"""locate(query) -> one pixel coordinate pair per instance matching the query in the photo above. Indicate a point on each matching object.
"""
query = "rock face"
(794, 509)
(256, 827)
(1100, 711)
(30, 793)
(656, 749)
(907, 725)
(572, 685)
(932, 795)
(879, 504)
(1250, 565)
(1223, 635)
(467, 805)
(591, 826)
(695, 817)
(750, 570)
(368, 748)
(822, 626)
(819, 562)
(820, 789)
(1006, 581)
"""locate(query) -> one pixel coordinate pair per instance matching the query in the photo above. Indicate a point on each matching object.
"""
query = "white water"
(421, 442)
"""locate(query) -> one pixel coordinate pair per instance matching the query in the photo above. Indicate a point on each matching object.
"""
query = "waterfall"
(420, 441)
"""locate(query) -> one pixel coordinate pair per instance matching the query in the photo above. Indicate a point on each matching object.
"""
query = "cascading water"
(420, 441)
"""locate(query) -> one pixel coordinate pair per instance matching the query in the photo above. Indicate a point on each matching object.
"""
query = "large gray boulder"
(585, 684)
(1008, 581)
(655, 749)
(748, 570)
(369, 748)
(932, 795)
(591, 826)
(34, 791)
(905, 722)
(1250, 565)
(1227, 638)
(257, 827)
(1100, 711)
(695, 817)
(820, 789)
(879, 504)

- - - -

Task prompt ::
Can you rescale all of the lines above by writing them out again in full, requests included, with each coordinate in the answers multiplied by 0.2 and rounded to a whole number, halves rounding up?

Task result ::
"""locate(query) -> one pixel coordinate pair per instance matching the query in the photo above. Indicate a point on each matching object.
"""
query = "rock face"
(159, 102)
(51, 165)
(220, 142)
(6, 159)
(131, 150)
(181, 145)
(114, 137)
(186, 159)
(176, 101)
(250, 113)
(245, 127)
(93, 161)
(118, 165)
(139, 163)
(150, 114)
(74, 150)
(164, 125)
(164, 112)
(164, 158)
(201, 116)
"""locate(query) -> one pixel coordinate pair per instance matching the query in the photo above. Indicate a point on each matching object.
"""
query = "white water"
(84, 88)
"""locate(query) -> one pixel coordinate pair per instance matching the query in the photo above. Indicate a point on each matching object.
"""
query = "waterfall"
(84, 88)
"""locate(query) -> one pixel coordinate pair per instance matching the query in the photo above. Indicate a point on each matching object.
"""
query = "cascading water"
(84, 88)
"""locate(query) -> one pixel coordinate pair per instance matching the query in the photo above. Indicate a point on each matching object.
"""
query = "large gray boulder"
(117, 137)
(202, 116)
(131, 150)
(150, 114)
(74, 150)
(186, 159)
(118, 165)
(7, 158)
(181, 144)
(250, 113)
(245, 128)
(51, 165)
(220, 142)
(139, 163)
(164, 158)
(176, 101)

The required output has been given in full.